Content starts

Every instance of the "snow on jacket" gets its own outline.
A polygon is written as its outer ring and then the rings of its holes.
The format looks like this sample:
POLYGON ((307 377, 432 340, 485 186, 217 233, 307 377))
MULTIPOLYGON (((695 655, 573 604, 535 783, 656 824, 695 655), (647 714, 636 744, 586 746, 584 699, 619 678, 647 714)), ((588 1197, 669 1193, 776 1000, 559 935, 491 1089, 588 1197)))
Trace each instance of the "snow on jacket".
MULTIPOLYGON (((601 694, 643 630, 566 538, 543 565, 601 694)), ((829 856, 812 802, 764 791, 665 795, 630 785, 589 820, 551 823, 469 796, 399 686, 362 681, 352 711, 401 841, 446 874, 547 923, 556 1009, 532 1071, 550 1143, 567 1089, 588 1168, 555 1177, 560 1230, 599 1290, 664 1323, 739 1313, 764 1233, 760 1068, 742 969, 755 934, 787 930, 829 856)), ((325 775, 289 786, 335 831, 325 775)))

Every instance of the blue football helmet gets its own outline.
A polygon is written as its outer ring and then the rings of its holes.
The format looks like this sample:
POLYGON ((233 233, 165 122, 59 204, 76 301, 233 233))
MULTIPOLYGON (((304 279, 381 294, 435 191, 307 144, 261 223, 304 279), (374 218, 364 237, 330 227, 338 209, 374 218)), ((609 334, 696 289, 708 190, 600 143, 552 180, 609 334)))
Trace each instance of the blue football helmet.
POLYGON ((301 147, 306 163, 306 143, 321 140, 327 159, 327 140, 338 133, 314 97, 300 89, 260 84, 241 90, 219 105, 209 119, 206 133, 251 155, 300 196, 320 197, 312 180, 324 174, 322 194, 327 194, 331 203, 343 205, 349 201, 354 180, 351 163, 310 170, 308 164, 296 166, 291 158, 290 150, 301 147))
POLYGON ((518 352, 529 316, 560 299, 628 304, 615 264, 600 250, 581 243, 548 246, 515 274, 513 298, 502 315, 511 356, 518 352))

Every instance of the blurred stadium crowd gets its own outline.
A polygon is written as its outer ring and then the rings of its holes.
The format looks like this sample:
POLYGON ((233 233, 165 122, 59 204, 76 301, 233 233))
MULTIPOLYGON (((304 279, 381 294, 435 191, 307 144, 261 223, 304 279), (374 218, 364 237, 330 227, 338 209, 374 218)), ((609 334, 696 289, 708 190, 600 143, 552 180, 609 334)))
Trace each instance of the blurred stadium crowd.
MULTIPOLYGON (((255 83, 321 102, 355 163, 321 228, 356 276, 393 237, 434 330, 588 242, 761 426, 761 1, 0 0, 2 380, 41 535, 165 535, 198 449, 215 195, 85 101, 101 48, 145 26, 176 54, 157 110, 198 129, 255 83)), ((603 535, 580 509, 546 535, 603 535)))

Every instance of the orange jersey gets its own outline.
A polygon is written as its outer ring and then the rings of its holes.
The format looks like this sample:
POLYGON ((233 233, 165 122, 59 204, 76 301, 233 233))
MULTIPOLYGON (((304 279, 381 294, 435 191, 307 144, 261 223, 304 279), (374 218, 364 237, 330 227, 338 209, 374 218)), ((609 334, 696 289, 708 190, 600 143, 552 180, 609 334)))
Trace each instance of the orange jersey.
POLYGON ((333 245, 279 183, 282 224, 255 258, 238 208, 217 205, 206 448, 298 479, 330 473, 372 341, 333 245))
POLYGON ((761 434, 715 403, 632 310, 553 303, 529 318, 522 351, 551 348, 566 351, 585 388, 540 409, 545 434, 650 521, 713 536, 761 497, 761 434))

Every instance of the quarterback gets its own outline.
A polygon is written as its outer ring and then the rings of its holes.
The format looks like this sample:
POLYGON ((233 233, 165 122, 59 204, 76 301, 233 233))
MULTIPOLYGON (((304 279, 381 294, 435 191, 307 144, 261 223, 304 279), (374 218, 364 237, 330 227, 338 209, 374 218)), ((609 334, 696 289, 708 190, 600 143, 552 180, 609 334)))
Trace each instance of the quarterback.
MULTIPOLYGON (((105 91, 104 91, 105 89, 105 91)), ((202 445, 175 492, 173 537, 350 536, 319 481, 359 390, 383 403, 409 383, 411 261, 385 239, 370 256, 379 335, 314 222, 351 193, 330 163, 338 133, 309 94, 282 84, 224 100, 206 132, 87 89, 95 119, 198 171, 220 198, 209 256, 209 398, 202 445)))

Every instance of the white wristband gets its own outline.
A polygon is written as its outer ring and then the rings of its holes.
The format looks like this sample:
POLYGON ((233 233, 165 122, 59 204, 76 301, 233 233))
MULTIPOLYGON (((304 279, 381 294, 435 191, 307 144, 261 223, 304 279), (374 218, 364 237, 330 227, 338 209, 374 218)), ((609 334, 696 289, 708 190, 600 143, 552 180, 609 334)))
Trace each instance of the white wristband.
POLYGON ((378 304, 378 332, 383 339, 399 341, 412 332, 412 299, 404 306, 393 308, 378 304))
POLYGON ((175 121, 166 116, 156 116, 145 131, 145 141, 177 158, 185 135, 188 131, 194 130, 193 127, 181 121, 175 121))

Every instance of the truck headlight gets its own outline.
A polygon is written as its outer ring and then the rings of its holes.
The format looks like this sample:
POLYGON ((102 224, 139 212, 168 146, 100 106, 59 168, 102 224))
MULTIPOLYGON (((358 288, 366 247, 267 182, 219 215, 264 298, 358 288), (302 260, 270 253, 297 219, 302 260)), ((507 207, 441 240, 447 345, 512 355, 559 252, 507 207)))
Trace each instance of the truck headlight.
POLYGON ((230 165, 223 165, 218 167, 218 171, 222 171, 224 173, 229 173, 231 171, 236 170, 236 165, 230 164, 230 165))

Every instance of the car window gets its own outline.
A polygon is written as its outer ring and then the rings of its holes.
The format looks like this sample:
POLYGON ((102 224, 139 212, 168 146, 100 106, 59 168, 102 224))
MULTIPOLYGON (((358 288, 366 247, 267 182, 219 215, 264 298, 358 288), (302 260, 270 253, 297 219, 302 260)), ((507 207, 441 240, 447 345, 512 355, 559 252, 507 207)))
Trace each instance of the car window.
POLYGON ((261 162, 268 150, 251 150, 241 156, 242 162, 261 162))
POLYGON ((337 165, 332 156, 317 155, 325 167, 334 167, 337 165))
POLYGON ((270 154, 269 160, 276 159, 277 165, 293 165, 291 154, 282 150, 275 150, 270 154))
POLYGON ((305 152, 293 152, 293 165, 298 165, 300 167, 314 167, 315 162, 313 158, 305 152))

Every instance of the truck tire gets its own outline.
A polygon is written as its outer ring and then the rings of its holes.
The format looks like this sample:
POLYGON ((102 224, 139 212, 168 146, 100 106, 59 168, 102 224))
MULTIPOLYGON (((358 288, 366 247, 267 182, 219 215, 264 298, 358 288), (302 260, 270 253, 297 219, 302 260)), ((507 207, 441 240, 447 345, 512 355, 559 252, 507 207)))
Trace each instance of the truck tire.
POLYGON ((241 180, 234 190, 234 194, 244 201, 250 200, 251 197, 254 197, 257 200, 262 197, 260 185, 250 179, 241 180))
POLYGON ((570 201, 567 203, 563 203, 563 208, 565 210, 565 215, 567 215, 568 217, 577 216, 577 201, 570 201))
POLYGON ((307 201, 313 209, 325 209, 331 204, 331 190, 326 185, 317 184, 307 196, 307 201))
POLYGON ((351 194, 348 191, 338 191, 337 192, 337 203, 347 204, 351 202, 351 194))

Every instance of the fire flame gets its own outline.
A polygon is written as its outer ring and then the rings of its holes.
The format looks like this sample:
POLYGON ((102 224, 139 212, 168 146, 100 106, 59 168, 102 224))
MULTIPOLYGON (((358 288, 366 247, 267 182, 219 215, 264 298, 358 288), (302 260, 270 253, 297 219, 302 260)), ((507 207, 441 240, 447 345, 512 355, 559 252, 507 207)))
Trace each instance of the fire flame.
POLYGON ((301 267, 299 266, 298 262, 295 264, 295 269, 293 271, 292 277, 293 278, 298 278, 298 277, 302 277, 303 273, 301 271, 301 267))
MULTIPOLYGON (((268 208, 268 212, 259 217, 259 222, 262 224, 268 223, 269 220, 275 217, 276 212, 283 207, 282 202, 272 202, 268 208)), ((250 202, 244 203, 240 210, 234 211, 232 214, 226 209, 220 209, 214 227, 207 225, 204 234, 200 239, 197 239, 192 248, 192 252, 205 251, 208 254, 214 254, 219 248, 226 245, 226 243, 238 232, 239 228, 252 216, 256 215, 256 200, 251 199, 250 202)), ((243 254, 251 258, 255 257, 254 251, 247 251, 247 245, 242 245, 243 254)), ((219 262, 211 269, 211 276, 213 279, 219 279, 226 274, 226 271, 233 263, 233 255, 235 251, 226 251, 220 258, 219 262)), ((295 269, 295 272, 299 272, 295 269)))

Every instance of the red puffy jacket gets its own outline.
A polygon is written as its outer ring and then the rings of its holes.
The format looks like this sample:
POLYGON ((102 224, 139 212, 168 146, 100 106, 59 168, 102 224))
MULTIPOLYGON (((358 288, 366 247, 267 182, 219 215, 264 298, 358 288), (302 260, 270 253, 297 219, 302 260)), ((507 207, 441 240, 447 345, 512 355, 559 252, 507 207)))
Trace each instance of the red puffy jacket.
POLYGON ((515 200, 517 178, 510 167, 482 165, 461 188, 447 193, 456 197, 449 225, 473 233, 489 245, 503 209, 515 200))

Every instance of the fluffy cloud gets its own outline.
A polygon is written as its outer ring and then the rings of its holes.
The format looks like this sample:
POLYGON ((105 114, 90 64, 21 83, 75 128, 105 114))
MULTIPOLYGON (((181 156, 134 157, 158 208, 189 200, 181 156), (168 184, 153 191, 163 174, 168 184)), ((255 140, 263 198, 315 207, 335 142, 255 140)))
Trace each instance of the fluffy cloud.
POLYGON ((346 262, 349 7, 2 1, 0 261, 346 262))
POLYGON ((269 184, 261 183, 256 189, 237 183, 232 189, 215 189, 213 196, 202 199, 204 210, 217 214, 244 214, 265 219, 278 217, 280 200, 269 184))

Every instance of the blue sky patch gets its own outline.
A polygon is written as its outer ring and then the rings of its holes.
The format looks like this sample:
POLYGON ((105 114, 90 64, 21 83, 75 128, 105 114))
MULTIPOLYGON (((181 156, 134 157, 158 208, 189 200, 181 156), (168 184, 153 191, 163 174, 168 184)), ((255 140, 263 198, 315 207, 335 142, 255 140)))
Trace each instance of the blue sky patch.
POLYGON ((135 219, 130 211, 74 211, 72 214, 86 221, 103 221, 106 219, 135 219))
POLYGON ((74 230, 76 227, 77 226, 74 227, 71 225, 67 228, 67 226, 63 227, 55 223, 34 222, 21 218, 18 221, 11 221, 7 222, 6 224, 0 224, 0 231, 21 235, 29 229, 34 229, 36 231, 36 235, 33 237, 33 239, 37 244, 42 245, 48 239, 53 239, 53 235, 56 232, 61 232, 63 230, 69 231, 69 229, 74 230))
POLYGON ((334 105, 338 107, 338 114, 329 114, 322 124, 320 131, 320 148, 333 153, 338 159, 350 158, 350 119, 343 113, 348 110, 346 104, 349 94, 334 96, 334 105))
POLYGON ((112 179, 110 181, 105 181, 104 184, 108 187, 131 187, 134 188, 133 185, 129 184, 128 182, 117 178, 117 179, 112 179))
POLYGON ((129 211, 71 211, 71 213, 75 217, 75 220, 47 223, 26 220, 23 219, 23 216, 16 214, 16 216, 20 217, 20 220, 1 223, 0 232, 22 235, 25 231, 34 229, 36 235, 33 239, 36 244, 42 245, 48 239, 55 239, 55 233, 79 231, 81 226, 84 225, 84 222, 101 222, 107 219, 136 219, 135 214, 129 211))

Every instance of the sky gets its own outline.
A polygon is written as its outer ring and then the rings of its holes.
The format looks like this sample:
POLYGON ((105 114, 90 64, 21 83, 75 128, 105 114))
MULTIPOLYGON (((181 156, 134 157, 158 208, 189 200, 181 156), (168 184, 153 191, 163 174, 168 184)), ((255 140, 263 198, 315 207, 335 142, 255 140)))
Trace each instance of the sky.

Content ends

_YOUR TASK_
Using the entries above, return exactly the lines from the line with "POLYGON ((307 377, 432" to the line with "MULTIPOLYGON (((695 655, 573", counting both of those lines.

_EXPECTED ANSWER_
POLYGON ((307 377, 432 340, 485 186, 217 233, 307 377))
MULTIPOLYGON (((695 655, 573 604, 535 783, 656 824, 695 655), (647 714, 636 744, 586 746, 584 699, 619 678, 647 714)), ((588 1197, 669 1193, 776 1000, 559 935, 491 1089, 588 1197)))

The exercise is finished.